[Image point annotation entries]
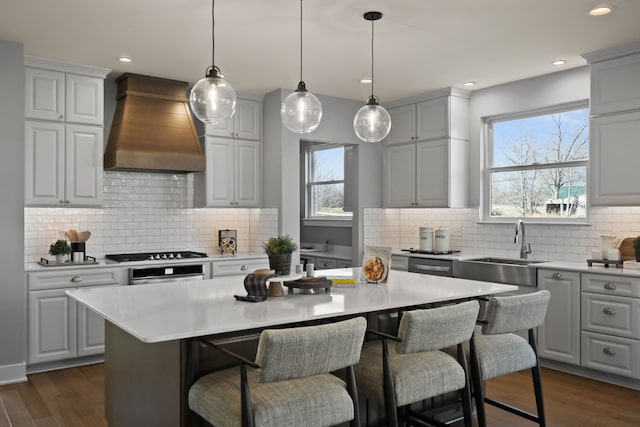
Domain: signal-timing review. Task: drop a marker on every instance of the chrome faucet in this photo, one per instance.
(525, 248)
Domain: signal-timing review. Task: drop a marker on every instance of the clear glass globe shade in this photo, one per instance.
(301, 112)
(213, 100)
(372, 123)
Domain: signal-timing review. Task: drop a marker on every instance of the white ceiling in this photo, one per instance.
(420, 45)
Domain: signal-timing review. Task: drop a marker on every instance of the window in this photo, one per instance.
(537, 165)
(326, 182)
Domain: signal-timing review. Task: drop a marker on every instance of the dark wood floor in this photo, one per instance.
(75, 397)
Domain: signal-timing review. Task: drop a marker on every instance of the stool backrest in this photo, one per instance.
(437, 328)
(515, 313)
(285, 354)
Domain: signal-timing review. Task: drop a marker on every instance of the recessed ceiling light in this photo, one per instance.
(601, 10)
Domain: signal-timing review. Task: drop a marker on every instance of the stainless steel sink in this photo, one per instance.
(513, 271)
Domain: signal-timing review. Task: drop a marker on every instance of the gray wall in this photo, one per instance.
(522, 95)
(13, 309)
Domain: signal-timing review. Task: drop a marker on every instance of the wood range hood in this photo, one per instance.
(152, 128)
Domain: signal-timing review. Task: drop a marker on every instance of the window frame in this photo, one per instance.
(488, 169)
(310, 183)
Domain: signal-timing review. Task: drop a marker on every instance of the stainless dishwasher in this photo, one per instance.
(435, 267)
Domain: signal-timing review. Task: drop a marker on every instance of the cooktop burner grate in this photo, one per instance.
(418, 251)
(155, 256)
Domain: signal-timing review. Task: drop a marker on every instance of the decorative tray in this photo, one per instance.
(309, 284)
(47, 263)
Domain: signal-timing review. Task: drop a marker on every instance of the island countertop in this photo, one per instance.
(170, 311)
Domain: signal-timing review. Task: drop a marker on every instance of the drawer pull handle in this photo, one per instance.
(609, 310)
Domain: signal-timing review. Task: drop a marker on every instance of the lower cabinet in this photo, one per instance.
(559, 336)
(58, 327)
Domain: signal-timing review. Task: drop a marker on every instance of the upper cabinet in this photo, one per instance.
(245, 123)
(64, 111)
(444, 115)
(615, 125)
(425, 155)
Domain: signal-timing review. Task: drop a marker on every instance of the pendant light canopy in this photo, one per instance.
(212, 98)
(372, 122)
(301, 111)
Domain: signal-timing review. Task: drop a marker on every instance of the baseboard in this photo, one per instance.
(10, 374)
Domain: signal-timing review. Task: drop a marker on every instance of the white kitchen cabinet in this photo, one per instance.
(246, 123)
(444, 115)
(58, 328)
(64, 108)
(559, 336)
(63, 164)
(233, 174)
(613, 169)
(426, 174)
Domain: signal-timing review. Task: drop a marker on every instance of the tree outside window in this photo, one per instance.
(537, 165)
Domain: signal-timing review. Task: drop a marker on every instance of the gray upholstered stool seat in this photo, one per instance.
(290, 383)
(414, 369)
(320, 400)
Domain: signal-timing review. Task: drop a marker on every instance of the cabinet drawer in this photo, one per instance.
(618, 316)
(619, 356)
(611, 285)
(325, 263)
(238, 267)
(73, 278)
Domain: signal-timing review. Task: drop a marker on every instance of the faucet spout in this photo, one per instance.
(525, 248)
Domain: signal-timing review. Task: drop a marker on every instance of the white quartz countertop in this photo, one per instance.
(169, 311)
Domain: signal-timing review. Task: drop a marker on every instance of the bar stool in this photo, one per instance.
(414, 369)
(291, 384)
(496, 350)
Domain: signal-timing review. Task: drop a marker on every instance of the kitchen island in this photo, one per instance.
(150, 361)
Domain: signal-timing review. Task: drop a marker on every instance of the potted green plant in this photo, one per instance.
(636, 246)
(60, 249)
(279, 251)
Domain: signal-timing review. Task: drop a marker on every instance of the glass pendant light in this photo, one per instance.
(212, 98)
(372, 122)
(301, 111)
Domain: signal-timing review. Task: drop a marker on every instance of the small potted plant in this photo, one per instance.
(60, 249)
(636, 246)
(279, 251)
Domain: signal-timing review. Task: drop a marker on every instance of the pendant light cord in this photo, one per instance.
(372, 80)
(300, 40)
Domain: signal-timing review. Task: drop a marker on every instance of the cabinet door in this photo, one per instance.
(247, 173)
(615, 85)
(84, 99)
(248, 119)
(559, 336)
(433, 119)
(403, 124)
(44, 97)
(432, 174)
(44, 167)
(399, 179)
(219, 174)
(613, 169)
(90, 332)
(52, 326)
(84, 171)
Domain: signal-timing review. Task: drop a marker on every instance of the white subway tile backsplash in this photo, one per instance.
(146, 212)
(399, 228)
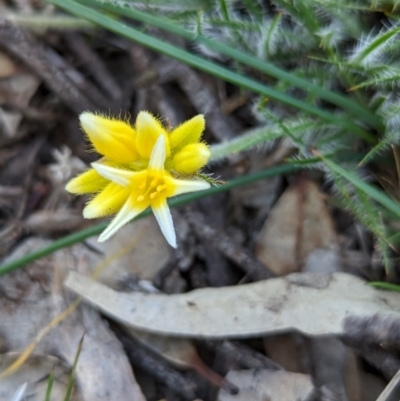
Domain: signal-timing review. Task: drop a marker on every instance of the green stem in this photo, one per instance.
(249, 60)
(178, 201)
(41, 22)
(205, 65)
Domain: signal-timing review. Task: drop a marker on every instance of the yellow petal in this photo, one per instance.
(86, 183)
(191, 158)
(114, 139)
(107, 202)
(188, 132)
(164, 220)
(186, 186)
(128, 212)
(148, 130)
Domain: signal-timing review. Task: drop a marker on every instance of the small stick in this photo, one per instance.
(25, 48)
(94, 64)
(227, 246)
(156, 367)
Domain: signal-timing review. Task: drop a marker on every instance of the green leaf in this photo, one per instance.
(371, 191)
(341, 101)
(80, 236)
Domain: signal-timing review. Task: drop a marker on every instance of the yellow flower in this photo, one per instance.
(139, 190)
(140, 167)
(130, 147)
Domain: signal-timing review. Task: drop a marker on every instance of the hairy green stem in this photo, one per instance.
(178, 201)
(205, 65)
(41, 22)
(249, 60)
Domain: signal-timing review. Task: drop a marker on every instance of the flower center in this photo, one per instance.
(151, 188)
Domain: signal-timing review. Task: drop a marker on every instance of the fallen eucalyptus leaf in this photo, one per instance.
(31, 298)
(311, 303)
(34, 373)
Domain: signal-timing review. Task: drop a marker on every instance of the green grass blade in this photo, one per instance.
(204, 65)
(246, 59)
(371, 191)
(72, 374)
(379, 41)
(178, 201)
(49, 386)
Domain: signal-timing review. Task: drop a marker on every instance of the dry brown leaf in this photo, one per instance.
(271, 385)
(16, 90)
(392, 390)
(312, 303)
(35, 372)
(298, 224)
(7, 67)
(140, 250)
(32, 297)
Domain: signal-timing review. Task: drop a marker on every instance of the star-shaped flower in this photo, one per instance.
(147, 188)
(141, 167)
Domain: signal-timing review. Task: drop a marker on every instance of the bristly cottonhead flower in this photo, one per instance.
(141, 167)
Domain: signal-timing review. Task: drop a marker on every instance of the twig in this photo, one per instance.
(243, 355)
(382, 360)
(156, 367)
(374, 330)
(24, 47)
(227, 246)
(94, 64)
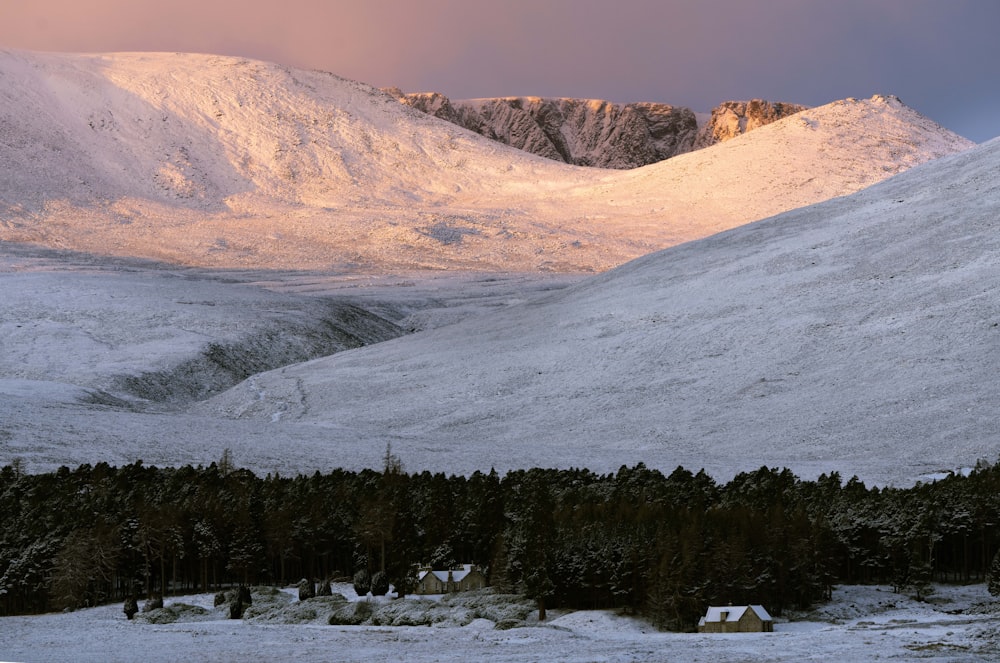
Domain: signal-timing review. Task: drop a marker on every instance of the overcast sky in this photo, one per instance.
(941, 57)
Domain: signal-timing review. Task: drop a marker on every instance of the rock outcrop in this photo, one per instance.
(734, 118)
(592, 132)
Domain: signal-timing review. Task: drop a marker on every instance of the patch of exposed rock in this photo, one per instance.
(734, 118)
(592, 132)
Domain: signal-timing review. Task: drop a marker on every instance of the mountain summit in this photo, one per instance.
(225, 162)
(593, 132)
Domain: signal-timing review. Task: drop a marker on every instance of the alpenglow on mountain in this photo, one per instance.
(593, 132)
(226, 162)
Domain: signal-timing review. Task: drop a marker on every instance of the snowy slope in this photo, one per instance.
(863, 624)
(222, 162)
(856, 335)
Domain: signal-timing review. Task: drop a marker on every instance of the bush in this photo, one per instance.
(176, 612)
(379, 584)
(362, 582)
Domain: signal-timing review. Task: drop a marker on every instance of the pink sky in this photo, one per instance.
(939, 57)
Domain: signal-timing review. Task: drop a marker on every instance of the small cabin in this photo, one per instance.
(736, 619)
(446, 581)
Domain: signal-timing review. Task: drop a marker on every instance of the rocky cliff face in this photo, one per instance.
(591, 132)
(734, 118)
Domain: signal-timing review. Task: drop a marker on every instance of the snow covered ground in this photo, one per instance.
(862, 623)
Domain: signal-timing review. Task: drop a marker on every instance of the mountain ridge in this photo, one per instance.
(595, 132)
(228, 163)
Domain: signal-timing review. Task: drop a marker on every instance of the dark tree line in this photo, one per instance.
(660, 545)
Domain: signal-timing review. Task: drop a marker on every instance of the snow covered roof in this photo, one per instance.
(733, 613)
(456, 574)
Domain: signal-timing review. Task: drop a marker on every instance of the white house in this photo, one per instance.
(468, 577)
(736, 619)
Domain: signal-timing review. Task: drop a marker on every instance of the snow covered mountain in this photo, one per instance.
(856, 335)
(593, 132)
(222, 162)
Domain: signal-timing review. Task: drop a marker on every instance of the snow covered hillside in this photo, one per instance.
(830, 338)
(856, 335)
(222, 162)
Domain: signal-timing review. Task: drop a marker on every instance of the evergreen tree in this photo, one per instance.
(993, 583)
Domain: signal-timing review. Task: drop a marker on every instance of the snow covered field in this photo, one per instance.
(154, 217)
(862, 623)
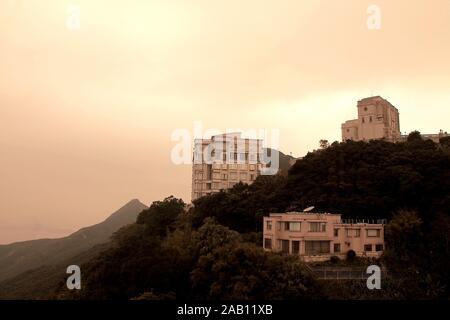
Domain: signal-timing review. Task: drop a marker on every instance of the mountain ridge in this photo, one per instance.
(18, 257)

#### Your task
Rewrite everything from the line containing "hillside in this photo, one per instance." down to the end of the records, changing "snow covered" to "snow-covered" and keeping every other detail as it stands. Omit the pictures from your answer.

#### Solution to the problem
Domain: signal-timing review. Task: drop a marker on every instance of the snow-covered hillside in this photo, one per instance.
(830, 338)
(856, 335)
(222, 162)
Domain: signal-timing review. Task: drop a marker on every instance of the evergreen tree in this photo, one per instance.
(993, 583)
Domain: signal-timing review. Task: drop a marker on every instance of the snow-covered field in this photo, one per instance.
(154, 217)
(862, 623)
Domain: signal-timing review. Task: drop a marker on every instance of the mountain ridge in this photo, one per instance.
(18, 257)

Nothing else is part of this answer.